If Your Pipeline Isn’t Predictable, It’s Not a Sales Problem

by Amy Connor, MBA

When revenue slows, most mid-market CEOs take the same practical steps. You ask the sales team to increase their activity. You push for more outreach, more conversations, more follow up. Sometimes you step back into sales yourself because you know you can move deals forward.

Hiring someone new feels risky. Good salespeople are hard to find, the market is tight, and sorting through unqualified applicants is draining. Instead, you try to get more out of the team you have.

These instincts are not wrong. They are smart, disciplined responses to pressure. But there is a deeper issue underneath that almost no one talks about:

Your sales team is responsible for too much of the work that happens before the actual sales conversation and it is slowing everything down.

Where Sales Ends Up Carrying Too Much Weight

In most mid-market companies, sales ends up doing everything:

  • Educating prospects about what you do.

  • Creating their own messaging.

  • Trying to generate interest.

  • Figuring out if a prospect is even worth talking to.

  • Deciding who fits and who does not.

  • Following up with people who are curious but not ready.

  • Moving deals forward.

A lot of this is important, but it is not selling.

When sales has to do all the early work and close deals, two things happen:

  1. They spend less time in real sales conversations.

  2. Your pipeline becomes unpredictable.
——————————
_Task requirements_
(1) Decide whether each statement agrees with the pipeline article. Answer yes or no for each and quote the words of the article that settle it.
(a) The article calls the instincts of CEOs under pressure wrong.
(b) Following up with curious prospects who are not ready is among the work the article says sales ends up doing.
(c) The article says hiring someone new feels easy.
(2) Answer these questions from the pipeline article.
(a) How does the article describe the market when it discusses hiring?
(b) What is the first item in the list of work that sales ends up doing?
(c) When sales has to do all the early work and close deals, what does the article say sales spends less time in?
Rely only on the pipeline article for what comes next.

_Supplied material_
——————————
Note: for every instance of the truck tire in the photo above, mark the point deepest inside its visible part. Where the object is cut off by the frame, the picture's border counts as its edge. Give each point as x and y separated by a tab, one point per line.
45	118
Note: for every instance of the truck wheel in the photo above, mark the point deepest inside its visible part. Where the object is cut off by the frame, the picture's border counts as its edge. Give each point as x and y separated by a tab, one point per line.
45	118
——————————
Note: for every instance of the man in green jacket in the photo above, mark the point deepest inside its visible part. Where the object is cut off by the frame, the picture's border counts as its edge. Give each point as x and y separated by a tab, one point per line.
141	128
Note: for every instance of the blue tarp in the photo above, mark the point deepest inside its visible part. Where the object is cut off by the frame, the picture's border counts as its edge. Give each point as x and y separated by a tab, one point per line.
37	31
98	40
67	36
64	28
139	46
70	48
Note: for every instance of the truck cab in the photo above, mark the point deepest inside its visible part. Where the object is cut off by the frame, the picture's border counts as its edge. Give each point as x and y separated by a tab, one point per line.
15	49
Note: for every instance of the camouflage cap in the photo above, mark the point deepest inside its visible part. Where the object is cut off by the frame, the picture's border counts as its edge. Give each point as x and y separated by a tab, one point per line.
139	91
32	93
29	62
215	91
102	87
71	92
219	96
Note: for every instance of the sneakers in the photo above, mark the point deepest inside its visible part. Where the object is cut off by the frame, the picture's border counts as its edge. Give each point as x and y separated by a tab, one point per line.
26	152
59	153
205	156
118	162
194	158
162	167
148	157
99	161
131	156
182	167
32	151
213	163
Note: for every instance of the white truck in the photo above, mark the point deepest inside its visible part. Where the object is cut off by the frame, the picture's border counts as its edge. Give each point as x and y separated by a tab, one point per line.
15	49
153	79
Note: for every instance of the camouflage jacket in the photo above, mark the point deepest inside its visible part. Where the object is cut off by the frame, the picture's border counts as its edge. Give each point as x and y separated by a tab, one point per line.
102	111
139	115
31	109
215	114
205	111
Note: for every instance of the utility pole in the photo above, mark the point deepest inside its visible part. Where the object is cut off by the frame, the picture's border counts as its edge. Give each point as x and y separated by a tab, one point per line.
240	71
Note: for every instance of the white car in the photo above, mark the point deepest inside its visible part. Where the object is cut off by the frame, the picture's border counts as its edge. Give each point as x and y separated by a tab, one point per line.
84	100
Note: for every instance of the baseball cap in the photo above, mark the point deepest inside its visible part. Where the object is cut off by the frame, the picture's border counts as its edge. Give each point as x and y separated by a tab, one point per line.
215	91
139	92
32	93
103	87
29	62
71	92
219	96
——————————
_Answers for the exercise_
(1)
(a) No: "These instincts are not wrong."
(b) Yes: "Following up with people who are curious but not ready."
(c) No: "Hiring someone new feels risky."

(2)
(a) It is tight.
(b) Educating prospects about what you do.
(c) Real sales conversations.